Do this
Report each line in the entries that contains the word "tower", and reproduce every such line in full.

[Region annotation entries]
################

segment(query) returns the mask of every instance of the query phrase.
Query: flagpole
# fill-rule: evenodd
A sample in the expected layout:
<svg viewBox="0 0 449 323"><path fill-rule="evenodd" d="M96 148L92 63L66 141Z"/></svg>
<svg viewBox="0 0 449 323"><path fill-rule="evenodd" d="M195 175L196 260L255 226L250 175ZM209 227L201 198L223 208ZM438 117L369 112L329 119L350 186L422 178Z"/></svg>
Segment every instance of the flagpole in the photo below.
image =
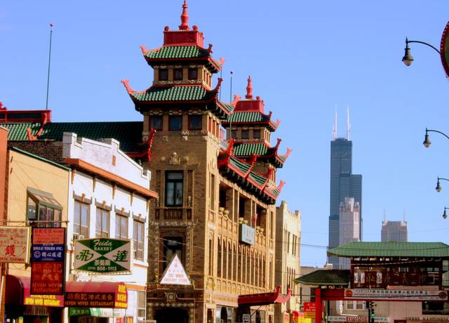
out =
<svg viewBox="0 0 449 323"><path fill-rule="evenodd" d="M48 110L48 87L50 86L50 62L51 60L51 36L53 33L53 23L50 24L50 48L48 50L48 71L47 72L47 97L45 103L45 110Z"/></svg>

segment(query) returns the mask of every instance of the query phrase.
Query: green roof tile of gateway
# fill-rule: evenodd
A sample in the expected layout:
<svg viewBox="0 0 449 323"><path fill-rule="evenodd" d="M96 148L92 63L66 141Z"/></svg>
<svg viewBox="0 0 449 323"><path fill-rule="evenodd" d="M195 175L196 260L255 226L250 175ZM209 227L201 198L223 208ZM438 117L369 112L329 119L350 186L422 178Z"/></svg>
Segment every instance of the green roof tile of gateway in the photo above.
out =
<svg viewBox="0 0 449 323"><path fill-rule="evenodd" d="M215 93L203 86L152 86L144 92L132 92L133 98L139 101L204 101L210 100Z"/></svg>
<svg viewBox="0 0 449 323"><path fill-rule="evenodd" d="M164 46L149 51L145 57L153 59L200 58L209 56L207 49L198 46Z"/></svg>
<svg viewBox="0 0 449 323"><path fill-rule="evenodd" d="M328 251L340 257L447 257L443 242L349 242Z"/></svg>
<svg viewBox="0 0 449 323"><path fill-rule="evenodd" d="M297 283L312 286L349 286L351 271L320 269L293 279Z"/></svg>
<svg viewBox="0 0 449 323"><path fill-rule="evenodd" d="M263 143L239 143L234 146L234 154L236 156L250 156L258 154L263 156L267 154L268 147Z"/></svg>
<svg viewBox="0 0 449 323"><path fill-rule="evenodd" d="M41 128L40 124L2 123L0 125L9 130L8 139L12 141L28 140L27 128L30 128L35 136ZM142 150L142 121L121 122L50 122L43 126L39 140L62 140L65 132L76 133L79 137L93 140L113 138L120 142L120 149L124 152Z"/></svg>

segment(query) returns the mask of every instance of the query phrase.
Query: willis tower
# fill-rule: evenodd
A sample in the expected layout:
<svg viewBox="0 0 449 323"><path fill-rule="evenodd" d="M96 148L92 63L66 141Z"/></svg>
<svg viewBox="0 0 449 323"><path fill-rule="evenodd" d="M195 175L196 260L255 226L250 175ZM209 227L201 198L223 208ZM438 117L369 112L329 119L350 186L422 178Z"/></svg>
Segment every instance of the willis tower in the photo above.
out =
<svg viewBox="0 0 449 323"><path fill-rule="evenodd" d="M346 138L337 138L337 112L330 142L330 209L329 214L328 248L338 246L340 237L340 206L345 197L354 197L360 205L360 240L362 240L362 176L352 173L352 141L349 140L349 112L347 111ZM329 257L334 269L340 269L338 257Z"/></svg>

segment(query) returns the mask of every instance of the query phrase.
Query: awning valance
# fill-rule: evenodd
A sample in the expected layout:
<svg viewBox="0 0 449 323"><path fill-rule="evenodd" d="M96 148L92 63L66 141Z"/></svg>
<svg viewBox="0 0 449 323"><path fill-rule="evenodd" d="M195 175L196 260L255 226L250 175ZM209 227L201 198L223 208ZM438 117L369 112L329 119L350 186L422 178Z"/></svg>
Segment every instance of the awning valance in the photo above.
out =
<svg viewBox="0 0 449 323"><path fill-rule="evenodd" d="M239 306L260 306L276 303L286 303L290 299L291 294L291 289L288 289L287 295L283 296L281 294L281 285L278 285L272 293L239 295Z"/></svg>
<svg viewBox="0 0 449 323"><path fill-rule="evenodd" d="M11 305L64 307L62 295L30 295L29 285L29 277L7 275L5 303Z"/></svg>
<svg viewBox="0 0 449 323"><path fill-rule="evenodd" d="M119 282L67 282L65 306L127 308L126 285Z"/></svg>

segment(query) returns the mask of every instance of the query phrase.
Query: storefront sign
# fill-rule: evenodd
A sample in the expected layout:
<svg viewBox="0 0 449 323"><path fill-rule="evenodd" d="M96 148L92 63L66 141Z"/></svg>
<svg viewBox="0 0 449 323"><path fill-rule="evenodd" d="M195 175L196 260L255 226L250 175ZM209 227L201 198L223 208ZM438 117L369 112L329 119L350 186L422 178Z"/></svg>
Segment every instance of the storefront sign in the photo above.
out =
<svg viewBox="0 0 449 323"><path fill-rule="evenodd" d="M449 77L449 22L443 31L441 36L441 43L440 44L440 56L441 62L446 72L446 77Z"/></svg>
<svg viewBox="0 0 449 323"><path fill-rule="evenodd" d="M329 322L368 322L368 317L366 316L328 316ZM376 316L374 317L374 322L388 323L389 317Z"/></svg>
<svg viewBox="0 0 449 323"><path fill-rule="evenodd" d="M162 274L162 279L160 284L166 285L190 285L190 279L185 273L184 267L177 258L177 255L175 254L172 258L168 267Z"/></svg>
<svg viewBox="0 0 449 323"><path fill-rule="evenodd" d="M304 303L304 317L307 319L314 319L316 305L315 302Z"/></svg>
<svg viewBox="0 0 449 323"><path fill-rule="evenodd" d="M131 244L116 239L87 239L75 242L75 270L95 274L129 272Z"/></svg>
<svg viewBox="0 0 449 323"><path fill-rule="evenodd" d="M70 316L94 316L97 317L123 317L126 310L119 308L69 308Z"/></svg>
<svg viewBox="0 0 449 323"><path fill-rule="evenodd" d="M39 228L33 230L32 261L64 261L63 228Z"/></svg>
<svg viewBox="0 0 449 323"><path fill-rule="evenodd" d="M74 308L128 308L126 285L121 283L115 292L66 291L65 306Z"/></svg>
<svg viewBox="0 0 449 323"><path fill-rule="evenodd" d="M27 295L24 296L23 305L32 306L64 307L64 296L62 295Z"/></svg>
<svg viewBox="0 0 449 323"><path fill-rule="evenodd" d="M34 261L31 267L31 294L64 294L64 263Z"/></svg>
<svg viewBox="0 0 449 323"><path fill-rule="evenodd" d="M446 291L410 289L344 289L344 299L388 301L447 301Z"/></svg>
<svg viewBox="0 0 449 323"><path fill-rule="evenodd" d="M254 244L254 228L243 223L239 225L239 241L248 244Z"/></svg>
<svg viewBox="0 0 449 323"><path fill-rule="evenodd" d="M28 263L30 238L29 227L0 226L0 263Z"/></svg>
<svg viewBox="0 0 449 323"><path fill-rule="evenodd" d="M63 295L65 283L65 228L34 228L32 295Z"/></svg>

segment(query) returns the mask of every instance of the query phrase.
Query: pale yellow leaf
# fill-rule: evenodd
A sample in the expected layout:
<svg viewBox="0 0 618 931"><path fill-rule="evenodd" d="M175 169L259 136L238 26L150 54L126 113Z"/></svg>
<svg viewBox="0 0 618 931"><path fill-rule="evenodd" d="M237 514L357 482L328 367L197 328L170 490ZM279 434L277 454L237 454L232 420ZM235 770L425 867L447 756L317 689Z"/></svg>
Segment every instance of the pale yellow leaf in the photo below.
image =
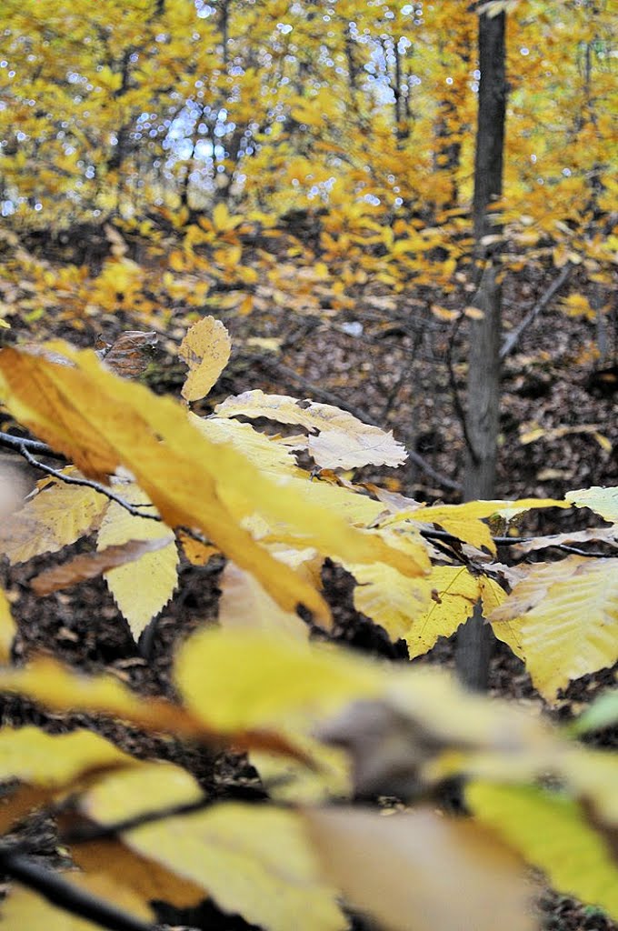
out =
<svg viewBox="0 0 618 931"><path fill-rule="evenodd" d="M498 608L501 604L504 604L508 595L497 582L490 579L488 575L480 575L478 577L478 587L483 604L483 617L487 619L493 612L498 611ZM501 621L492 629L498 640L502 641L503 643L506 643L516 656L521 660L525 658L519 626L517 623L512 624L508 620Z"/></svg>
<svg viewBox="0 0 618 931"><path fill-rule="evenodd" d="M354 589L356 611L380 624L392 641L406 638L431 603L428 576L406 578L381 562L372 566L346 565L346 569L357 583Z"/></svg>
<svg viewBox="0 0 618 931"><path fill-rule="evenodd" d="M137 485L124 486L122 496L131 505L150 506L148 496ZM152 514L152 506L145 511ZM134 517L113 501L99 530L97 549L104 550L128 540L160 540L169 539L169 536L166 524ZM173 595L178 582L177 568L178 550L172 537L162 549L145 553L105 573L107 586L136 641Z"/></svg>
<svg viewBox="0 0 618 931"><path fill-rule="evenodd" d="M201 530L253 573L283 608L302 603L318 619L329 616L316 589L241 526L256 503L269 522L291 526L297 546L314 546L350 562L385 562L403 574L418 574L413 560L378 534L356 530L295 487L271 480L229 444L209 442L171 398L117 378L91 352L68 347L65 352L74 367L2 350L0 390L7 406L88 474L105 476L124 465L168 526Z"/></svg>
<svg viewBox="0 0 618 931"><path fill-rule="evenodd" d="M17 625L13 620L8 599L4 588L0 587L0 663L10 662L16 633Z"/></svg>
<svg viewBox="0 0 618 931"><path fill-rule="evenodd" d="M325 644L258 630L206 629L181 647L174 680L197 716L233 731L328 714L377 694L383 676L370 662Z"/></svg>
<svg viewBox="0 0 618 931"><path fill-rule="evenodd" d="M181 394L188 401L205 398L230 358L230 334L214 317L204 317L187 331L179 355L189 366Z"/></svg>
<svg viewBox="0 0 618 931"><path fill-rule="evenodd" d="M140 896L105 874L69 872L61 875L72 885L136 918L145 921L154 918L154 911ZM99 924L72 915L60 906L52 905L35 892L20 885L15 886L2 903L0 917L6 931L34 931L35 928L45 928L46 931L100 931L101 928Z"/></svg>
<svg viewBox="0 0 618 931"><path fill-rule="evenodd" d="M576 507L589 507L591 511L611 523L618 523L618 488L582 488L577 492L568 492L567 501Z"/></svg>
<svg viewBox="0 0 618 931"><path fill-rule="evenodd" d="M293 811L229 803L143 825L123 839L266 931L347 927Z"/></svg>
<svg viewBox="0 0 618 931"><path fill-rule="evenodd" d="M134 562L145 553L162 549L173 539L173 536L164 536L154 540L128 540L107 546L98 553L82 553L35 575L30 580L30 585L37 595L69 588L87 579L97 578L117 566Z"/></svg>
<svg viewBox="0 0 618 931"><path fill-rule="evenodd" d="M309 452L322 468L361 466L400 466L406 451L392 433L369 426L330 404L301 401L287 395L245 391L216 408L220 417L267 417L279 424L296 424L311 433Z"/></svg>
<svg viewBox="0 0 618 931"><path fill-rule="evenodd" d="M0 730L0 779L61 788L91 771L137 763L93 731L46 734L38 727Z"/></svg>
<svg viewBox="0 0 618 931"><path fill-rule="evenodd" d="M296 465L291 450L275 438L255 430L250 424L237 420L202 418L190 414L191 423L213 443L230 443L256 466L272 476L308 475Z"/></svg>
<svg viewBox="0 0 618 931"><path fill-rule="evenodd" d="M490 617L496 636L509 620L541 695L618 659L618 574L611 559L570 556L516 586Z"/></svg>
<svg viewBox="0 0 618 931"><path fill-rule="evenodd" d="M249 573L228 562L219 582L219 623L229 629L255 629L309 639L309 627L298 614L284 611Z"/></svg>
<svg viewBox="0 0 618 931"><path fill-rule="evenodd" d="M483 782L468 786L465 798L475 817L543 870L555 889L618 918L618 867L575 802L532 786Z"/></svg>
<svg viewBox="0 0 618 931"><path fill-rule="evenodd" d="M450 637L472 615L479 597L478 580L464 566L436 566L423 581L436 595L403 635L410 659L431 650L438 637Z"/></svg>
<svg viewBox="0 0 618 931"><path fill-rule="evenodd" d="M87 533L108 505L91 488L52 479L4 522L0 551L13 563L55 553Z"/></svg>
<svg viewBox="0 0 618 931"><path fill-rule="evenodd" d="M80 800L80 809L102 825L165 812L203 801L196 779L168 762L139 763L100 779Z"/></svg>
<svg viewBox="0 0 618 931"><path fill-rule="evenodd" d="M532 931L518 859L483 829L428 808L384 817L305 810L324 874L392 931Z"/></svg>
<svg viewBox="0 0 618 931"><path fill-rule="evenodd" d="M448 533L473 546L484 546L495 553L496 547L491 533L483 519L493 514L514 517L521 511L532 507L569 507L564 501L553 498L522 498L519 501L469 501L464 505L435 505L431 507L404 508L389 517L384 525L399 523L403 520L416 520L423 523L437 523Z"/></svg>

################

Response
Query: willis tower
Segment every instance of the willis tower in the photo above.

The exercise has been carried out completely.